--- MATERIAL FOR THIS EXERCISE ---

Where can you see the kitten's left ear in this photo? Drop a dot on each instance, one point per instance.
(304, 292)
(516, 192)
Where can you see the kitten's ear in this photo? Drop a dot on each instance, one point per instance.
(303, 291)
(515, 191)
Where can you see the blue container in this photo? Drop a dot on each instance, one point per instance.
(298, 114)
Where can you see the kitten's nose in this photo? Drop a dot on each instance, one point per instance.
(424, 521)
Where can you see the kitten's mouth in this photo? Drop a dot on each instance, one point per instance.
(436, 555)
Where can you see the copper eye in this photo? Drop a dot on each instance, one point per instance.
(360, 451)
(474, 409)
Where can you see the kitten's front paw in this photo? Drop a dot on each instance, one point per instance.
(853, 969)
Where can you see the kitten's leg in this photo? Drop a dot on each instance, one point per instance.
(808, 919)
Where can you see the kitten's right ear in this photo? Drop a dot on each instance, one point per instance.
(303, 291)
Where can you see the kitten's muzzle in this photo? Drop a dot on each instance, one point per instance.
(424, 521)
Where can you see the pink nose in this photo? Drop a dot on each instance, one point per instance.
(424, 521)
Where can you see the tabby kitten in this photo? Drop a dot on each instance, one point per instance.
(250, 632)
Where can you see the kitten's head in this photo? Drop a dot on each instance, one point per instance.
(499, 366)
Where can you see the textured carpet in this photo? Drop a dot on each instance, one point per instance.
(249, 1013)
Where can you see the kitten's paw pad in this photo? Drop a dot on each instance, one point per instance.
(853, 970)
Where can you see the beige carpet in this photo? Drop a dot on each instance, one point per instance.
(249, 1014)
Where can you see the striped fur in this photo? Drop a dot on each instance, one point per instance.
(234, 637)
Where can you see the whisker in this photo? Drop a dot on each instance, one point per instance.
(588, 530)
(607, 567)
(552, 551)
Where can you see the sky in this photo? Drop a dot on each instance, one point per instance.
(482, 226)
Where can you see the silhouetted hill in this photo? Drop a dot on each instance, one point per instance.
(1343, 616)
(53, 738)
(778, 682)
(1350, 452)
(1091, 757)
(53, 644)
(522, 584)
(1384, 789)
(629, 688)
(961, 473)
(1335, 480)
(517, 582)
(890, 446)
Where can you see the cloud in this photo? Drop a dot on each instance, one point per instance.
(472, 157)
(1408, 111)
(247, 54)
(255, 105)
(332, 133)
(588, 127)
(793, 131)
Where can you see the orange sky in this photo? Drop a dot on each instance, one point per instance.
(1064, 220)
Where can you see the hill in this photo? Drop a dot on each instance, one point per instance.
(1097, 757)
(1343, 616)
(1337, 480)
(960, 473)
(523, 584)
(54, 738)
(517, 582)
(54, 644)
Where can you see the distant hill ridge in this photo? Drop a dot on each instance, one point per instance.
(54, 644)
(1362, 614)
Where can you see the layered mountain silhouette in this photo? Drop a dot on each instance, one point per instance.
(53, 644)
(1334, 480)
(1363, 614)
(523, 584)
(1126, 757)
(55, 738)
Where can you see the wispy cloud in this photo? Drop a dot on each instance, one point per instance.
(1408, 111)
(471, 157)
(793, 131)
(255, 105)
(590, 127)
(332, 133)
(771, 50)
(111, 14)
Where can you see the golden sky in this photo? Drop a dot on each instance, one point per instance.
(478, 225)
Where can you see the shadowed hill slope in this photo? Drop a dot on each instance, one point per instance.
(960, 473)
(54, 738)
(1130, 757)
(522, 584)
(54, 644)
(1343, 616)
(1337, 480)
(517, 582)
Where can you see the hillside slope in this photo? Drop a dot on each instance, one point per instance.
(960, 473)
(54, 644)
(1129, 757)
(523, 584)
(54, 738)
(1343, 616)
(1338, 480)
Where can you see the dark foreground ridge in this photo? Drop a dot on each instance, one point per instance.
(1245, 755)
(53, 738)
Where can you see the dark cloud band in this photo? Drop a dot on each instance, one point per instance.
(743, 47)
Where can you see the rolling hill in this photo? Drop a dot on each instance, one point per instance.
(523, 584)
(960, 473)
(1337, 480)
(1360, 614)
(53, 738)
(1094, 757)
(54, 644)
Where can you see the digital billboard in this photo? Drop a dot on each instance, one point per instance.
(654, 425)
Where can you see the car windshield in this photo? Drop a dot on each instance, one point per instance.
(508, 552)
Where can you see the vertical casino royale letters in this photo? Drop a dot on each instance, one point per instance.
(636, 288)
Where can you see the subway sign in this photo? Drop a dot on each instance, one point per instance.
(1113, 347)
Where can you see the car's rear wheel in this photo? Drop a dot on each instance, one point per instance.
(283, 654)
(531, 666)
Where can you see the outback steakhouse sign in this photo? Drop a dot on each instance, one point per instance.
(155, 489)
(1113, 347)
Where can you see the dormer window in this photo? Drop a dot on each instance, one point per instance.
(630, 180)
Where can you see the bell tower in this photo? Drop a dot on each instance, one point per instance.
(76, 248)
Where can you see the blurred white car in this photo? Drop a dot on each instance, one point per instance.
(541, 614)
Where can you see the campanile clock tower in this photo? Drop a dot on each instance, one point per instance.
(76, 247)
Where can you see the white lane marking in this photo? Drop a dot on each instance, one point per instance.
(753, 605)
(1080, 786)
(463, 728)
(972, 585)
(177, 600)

---

■ **TASK INSTRUCTIONS**:
Retype every entry word for word.

■ **RESPONSE TO THIS TASK**:
Where can you see the kitten's left ear in this photo? Drop a dot on each instance, one point per instance.
(304, 292)
(516, 192)
Where can you see the kitten's ear in this photo? Drop a dot on each instance, one point per instance.
(303, 291)
(515, 191)
Where can you see the blue container in this photo? Drop a dot on each instance, one point per instance.
(298, 114)
Where can you see the kitten's nose in this photo? Drop a dot on each instance, one point per instance.
(424, 521)
Where can you see the kitten's mouth in this photo? Drop a dot on each instance, one point per instance.
(436, 555)
Where can you see the copper eye in this photo? Drop a dot on each instance, one point per instance.
(360, 451)
(474, 409)
Where can you see the kitten's front paw in this photo? Drop a dot on each instance, one point per instance.
(853, 969)
Where can you see the kitten's leg in this photo? Drop a dot on each instance, one point per instance.
(808, 919)
Where can you see the kitten's right ear in this photo? Drop a dot on each instance, one point per instance.
(303, 291)
Where can you see the kitten's muzzle in this photo? Drop a dot on each instance, one point per instance.
(424, 521)
Where can you see the pink nose in this photo? Drop a dot on each instance, one point per instance.
(424, 521)
Where can you see the tabby kitten in this photo? Drop a dot on each instance, one point per instance.
(250, 632)
Where can you see the kitten's head in this photo? Drop a dot on each instance, one point per instance.
(499, 366)
Where can you see the textured carpet in this photo? Drop a dot on each instance, one point per instance.
(249, 1013)
Where can you see the kitten's paw pad in this photo? Drop a dot on each instance, one point per instance.
(853, 970)
Where can you see the beige carpet in this photo? Drop a dot on each instance, one point per instance.
(249, 1014)
Where can you see the striped fur in this photo? Drop a dot on each instance, one point per instance.
(234, 637)
Where can you see the whisker in this photo? Drop a dot on each instance, one point per instance.
(588, 530)
(607, 567)
(552, 551)
Where can you see the sky in this photo? Drop a dot on each instance, one point per instance.
(482, 226)
Where can you see the silhouetted hill in this photo? Drop a dot on each instance, one point per instance.
(1343, 616)
(53, 738)
(778, 682)
(1350, 452)
(1091, 757)
(53, 644)
(522, 584)
(1384, 789)
(629, 688)
(961, 473)
(1335, 480)
(517, 582)
(890, 446)
Where can you see the cloud in this photo? Drop a dot on each instance, one point per instance.
(472, 157)
(1408, 111)
(247, 54)
(255, 105)
(332, 133)
(588, 127)
(793, 131)
Where can you see the orange sky in this photo? Drop a dot on each instance, one point per instance.
(1064, 220)
Where can you see the hill in this photo? Drop a dot on each instance, one point per instance.
(1097, 757)
(1343, 616)
(1337, 480)
(960, 473)
(523, 584)
(54, 738)
(517, 582)
(54, 644)
Where can you see the distant hill ridge in this photo? Drop a dot on each instance, one point per instance.
(54, 644)
(1362, 614)
Where can you see the layered mountain silhouette in this photo? Drop a dot on each instance, one point per instance.
(53, 644)
(1334, 480)
(1363, 614)
(523, 584)
(1126, 757)
(55, 738)
Where can you see the wispy cloud in this photo? Drop a dot on each instance, one point per instance.
(1408, 111)
(471, 157)
(793, 131)
(255, 105)
(590, 127)
(332, 133)
(771, 50)
(111, 14)
Where can you see the golden sky in this photo? Drop a dot on each instance, one point per instance.
(478, 225)
Where can you see the shadowed hill slope in this photo? Drop a dot on each instance, one point per instance.
(960, 473)
(54, 738)
(1130, 757)
(522, 584)
(54, 644)
(1343, 616)
(1337, 480)
(517, 582)
Where can you see the hillside slope in this photo? Drop a dot on each instance, one point per instance.
(960, 473)
(54, 644)
(1129, 757)
(523, 584)
(54, 738)
(1343, 616)
(1338, 480)
Where can you see the dark foreground ridge in this photo? Drop a dot on each instance, one point per instance.
(1245, 755)
(53, 738)
Where can you see the dark cloud band in this photo? Drop a dot on each instance, one point per instance.
(743, 47)
Where can you see the rolling hill in this photo? Drop a dot on each instance, one point per instance.
(523, 584)
(960, 473)
(1337, 480)
(1360, 614)
(53, 738)
(1094, 757)
(54, 644)
Where can you see the digital billboard in this photo? Drop a dot on each instance, one point per instance.
(654, 425)
Where can you see the car windshield in this photo? Drop a dot on each instance, one point per instance.
(508, 552)
Where can you see the vertical casino royale letters in this photo? Drop a dot on each instance, one point per instance.
(636, 288)
Where can you see the subway sign in this photo? Drop a dot on each instance, one point per instance.
(1113, 347)
Where can you see the car's rear wheel in this photo? Drop a dot on each instance, one point per instance.
(283, 654)
(531, 666)
Where can you see the outback steakhouse sign in this photo? Drop a dot on each instance, one point per instance.
(155, 489)
(1113, 347)
Where can you see the dormer window in this photo? Drop a dot on each instance, one point per instance.
(630, 180)
Where can you see the bell tower in this photo? Drop a dot on each instance, one point per instance.
(76, 248)
Where can you see the blurred white car in this photo? Drop a dot on each instance, one point per instance.
(541, 614)
Where can you see the campanile clock tower in this photo? Drop a dot on each instance, one point per instance.
(76, 247)
Where can you see the white lane marking in this photo? Drop a dot on each instance, one point per instance.
(753, 605)
(1080, 786)
(463, 728)
(972, 585)
(177, 600)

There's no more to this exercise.